Write out the data below in full, unchanged, minus the images.

• [Point labeling examples]
— Begin —
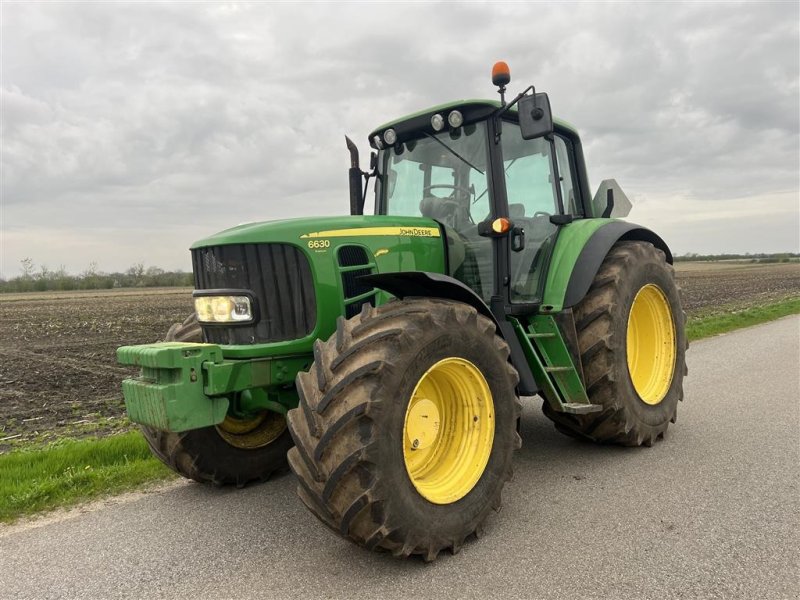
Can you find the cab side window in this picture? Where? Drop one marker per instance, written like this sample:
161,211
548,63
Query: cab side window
567,181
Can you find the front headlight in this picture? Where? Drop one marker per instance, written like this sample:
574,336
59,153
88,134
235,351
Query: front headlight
215,307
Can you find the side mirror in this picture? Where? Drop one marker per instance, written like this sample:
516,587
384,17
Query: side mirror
610,201
535,118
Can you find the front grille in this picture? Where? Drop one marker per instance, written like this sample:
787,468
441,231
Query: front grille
349,257
280,277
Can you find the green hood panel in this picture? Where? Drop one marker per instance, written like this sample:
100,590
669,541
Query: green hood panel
390,244
298,231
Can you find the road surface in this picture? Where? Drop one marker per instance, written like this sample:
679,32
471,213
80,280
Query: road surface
713,511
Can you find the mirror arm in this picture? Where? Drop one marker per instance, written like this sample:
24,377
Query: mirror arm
518,97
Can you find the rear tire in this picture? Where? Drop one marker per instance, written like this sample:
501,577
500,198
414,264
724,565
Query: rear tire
638,413
358,470
232,453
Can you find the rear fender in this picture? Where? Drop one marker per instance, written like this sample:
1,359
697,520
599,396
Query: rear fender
579,253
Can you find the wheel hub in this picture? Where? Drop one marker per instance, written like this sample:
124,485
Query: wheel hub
651,344
448,430
261,430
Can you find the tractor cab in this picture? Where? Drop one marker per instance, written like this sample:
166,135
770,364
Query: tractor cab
499,188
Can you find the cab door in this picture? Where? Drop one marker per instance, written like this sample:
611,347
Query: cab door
539,183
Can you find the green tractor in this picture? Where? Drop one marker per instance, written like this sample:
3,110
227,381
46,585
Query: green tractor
387,354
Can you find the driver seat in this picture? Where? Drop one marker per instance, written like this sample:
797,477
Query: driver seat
447,211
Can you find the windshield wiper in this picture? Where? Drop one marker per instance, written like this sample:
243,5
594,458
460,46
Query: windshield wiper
483,193
453,152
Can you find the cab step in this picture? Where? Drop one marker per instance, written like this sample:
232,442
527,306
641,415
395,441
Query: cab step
578,408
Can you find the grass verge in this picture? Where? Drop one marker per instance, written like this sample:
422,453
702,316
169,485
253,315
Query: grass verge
68,472
699,327
72,471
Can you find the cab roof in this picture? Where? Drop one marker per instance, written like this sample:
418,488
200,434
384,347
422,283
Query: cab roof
487,105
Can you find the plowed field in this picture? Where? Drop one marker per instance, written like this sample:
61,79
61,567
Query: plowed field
59,376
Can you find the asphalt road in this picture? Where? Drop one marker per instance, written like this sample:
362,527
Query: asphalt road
713,511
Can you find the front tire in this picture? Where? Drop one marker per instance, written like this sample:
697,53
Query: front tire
406,427
632,342
235,452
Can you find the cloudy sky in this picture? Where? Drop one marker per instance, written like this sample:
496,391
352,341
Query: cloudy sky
131,129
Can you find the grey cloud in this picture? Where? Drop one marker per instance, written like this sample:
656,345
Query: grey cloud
152,117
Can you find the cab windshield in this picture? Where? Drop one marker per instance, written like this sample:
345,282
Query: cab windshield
441,176
444,177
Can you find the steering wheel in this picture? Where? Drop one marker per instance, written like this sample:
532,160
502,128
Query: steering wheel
455,188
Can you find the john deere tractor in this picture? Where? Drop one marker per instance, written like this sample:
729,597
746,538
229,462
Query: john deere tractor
388,353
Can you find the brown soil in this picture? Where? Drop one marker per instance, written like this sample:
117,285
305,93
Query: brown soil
58,371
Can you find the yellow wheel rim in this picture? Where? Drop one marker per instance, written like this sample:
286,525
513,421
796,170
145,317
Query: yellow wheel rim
448,430
651,344
249,434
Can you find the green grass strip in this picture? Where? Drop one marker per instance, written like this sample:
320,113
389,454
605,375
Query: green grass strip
72,471
714,324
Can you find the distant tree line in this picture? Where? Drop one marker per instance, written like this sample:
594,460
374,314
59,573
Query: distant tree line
42,279
759,257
— End —
• [RESPONSE TO THE TASK]
Can you find the cab side window in this picture? Where? Drop one marker per instance, written like this sample:
161,211
548,63
Query: cab side window
567,181
Can you find the front headlight in this picture? Where? Drop one marker per instance, written like this sample:
574,336
59,153
88,134
235,351
Query: front headlight
215,307
Can you find the side mirror in this picture? Where? Drop one marker per instance, written like this sample:
516,587
384,17
Query: side mirror
610,201
535,118
Can you find the front grille in this picture? Where? Drop one marker per instance, written like this sample:
787,468
441,231
Query: front grille
349,257
280,277
Can you find the green hood panel in this picture? Where? Drop one marker per instance, written like this sample:
100,590
669,541
Query: green hood panel
390,244
298,231
Can you find the road surface in this picture? Where? Drop one marker per instance, written like this sample:
679,32
471,213
80,280
Query: road surface
713,511
Can you find the mirror arm in this picture? Where? Drop one marker per instance, written like this sample:
24,377
Query: mirror arm
518,97
Can you find the rear tire in this picture? Where? Drop one marker per instance, written like this sample:
501,577
500,198
414,264
724,565
Query: rear tire
638,413
358,470
232,453
Can you find the rear fender in this picture? Where? Drop one marker per instance, written like this sample:
1,359
697,520
599,396
Query: rear fender
579,253
Can you find the wheel hub in this picture? Where? Drop one marker per instance, written like this sample:
124,485
Query: wheel hub
651,344
448,430
261,430
Can you find the tractor cab in this picture? Where? Drop one marker per instance, written like this sample:
166,135
770,364
Query: tractor cab
499,188
Can you find the cab door in this picture? Where? Drop one marker per instance, written like this sample:
611,347
Query: cab door
539,183
Can you find the green tractor in this picture? Where? Drop one marker per instance, written like this sample:
3,110
227,381
46,585
Query: green tractor
387,354
Can you find the driver seat in this picture? Where? Drop one marker per instance, written like this sample:
797,477
Query: driver seat
447,211
Can you find the windshield wiper in this picture? Where? Drop one marker per instance, written like this sample:
243,5
594,458
460,46
Query: windshield wiper
483,193
453,152
Can you find the cab step in this picture? Where? Drop one marker per instance, written like this sample:
232,442
527,306
641,415
395,441
Query: cab step
578,408
Can you find the grass verge in this picture? Where? Drop one marker per instance, written like this sample:
422,453
702,316
169,485
253,315
Query: grass verge
68,472
699,327
72,471
Can you find the cab roof in this picture? Where? Drop one marker per instance, written like this sample:
418,488
200,434
384,347
422,283
Query: cab roof
487,105
Can you find the plowed field in this picture? Where? Drop one marker per instance, written like this sample:
61,79
61,567
Query: plowed field
59,376
Can you find the asphalt road in this picture? Where? Drop one marker per instance, written like this sample:
362,527
Query: asphalt road
713,511
Can you find the front tire in this picture? Where? Drop one marker per instance, written like this sample:
697,53
Query: front tire
406,427
632,342
235,452
Can you find the cloudy sky in this picture? Where? Drop one marker per instance, written like this sample:
496,391
352,341
Query: cloudy sky
131,129
Can you find the grey cloud in this picture? Where? Drop one marker per instance, written like this sample:
656,345
Query: grey cloud
152,117
Can you find the cab windshield in this picture? Where? Drop one marker per instance, written like this sample:
345,282
Query: cab windshield
441,176
444,177
Can you find the steering wheel in this picture? Where? Drop one marker per instance, written like this sample:
532,160
502,128
Query: steering wheel
455,188
Can you find the john deere tractor in this picture? Where? Drop one marker per instance, written like this sample:
729,597
746,538
229,462
Query: john deere tractor
388,353
Can you find the brown soil in this picture? Where? Drop one marker per instance, written like this sample:
117,285
305,93
Query: brown soil
58,371
Can you find the yellow wheel rim in this picture? Where? Drop one marker per instance, written like this sample:
286,525
513,421
796,170
145,317
Query: yellow wheel rim
448,430
651,344
249,434
Can you find the green grass strip in this picture? Where? Drop one marker per instance, written like this sample:
320,113
389,454
605,375
Query: green grass strip
72,471
714,324
Can you find the distant tree line in this picture? Where? Drop one marker per instance, written like this sample:
594,460
374,314
59,573
Query: distant tree line
42,279
759,257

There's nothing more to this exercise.